What to produce
When you repeat the listing, keep every character as it is.

Material for the task
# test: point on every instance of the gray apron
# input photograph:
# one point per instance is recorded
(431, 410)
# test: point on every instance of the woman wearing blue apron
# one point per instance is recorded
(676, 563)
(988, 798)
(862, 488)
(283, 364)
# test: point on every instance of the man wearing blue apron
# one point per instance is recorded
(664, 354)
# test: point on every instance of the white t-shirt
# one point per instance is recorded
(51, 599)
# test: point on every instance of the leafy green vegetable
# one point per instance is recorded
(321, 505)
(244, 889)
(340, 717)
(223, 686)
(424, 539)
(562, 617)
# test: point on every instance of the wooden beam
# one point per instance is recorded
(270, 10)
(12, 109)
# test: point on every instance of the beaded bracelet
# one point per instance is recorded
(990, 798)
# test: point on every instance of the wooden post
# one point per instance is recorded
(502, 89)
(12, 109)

Response to this exercise
# test: point on every instance of the gray apron
# input photograph:
# one point per instance is recorded
(431, 410)
# test: point on every instance of the woman wearing blue apron
# one point per instance is recorded
(676, 563)
(988, 798)
(862, 488)
(283, 364)
# test: point on every instance of the man wearing blue apron
# one point per instance is recorded
(664, 354)
# test: point on every instance of the white t-shirt
# one point per instance is recorded
(51, 599)
# test: point on every instance of the leafy green vegetable
# one point per instance is recorded
(321, 505)
(244, 889)
(340, 717)
(223, 686)
(424, 539)
(562, 617)
# test: point on every instance of the wooden beam
# one point per instance is recorded
(270, 10)
(12, 109)
# test: point on every instance of the beaded bracelet
# one point per instance is recorded
(990, 798)
# test: point on every instance of the wooden post
# one point per instance is recorded
(502, 89)
(12, 109)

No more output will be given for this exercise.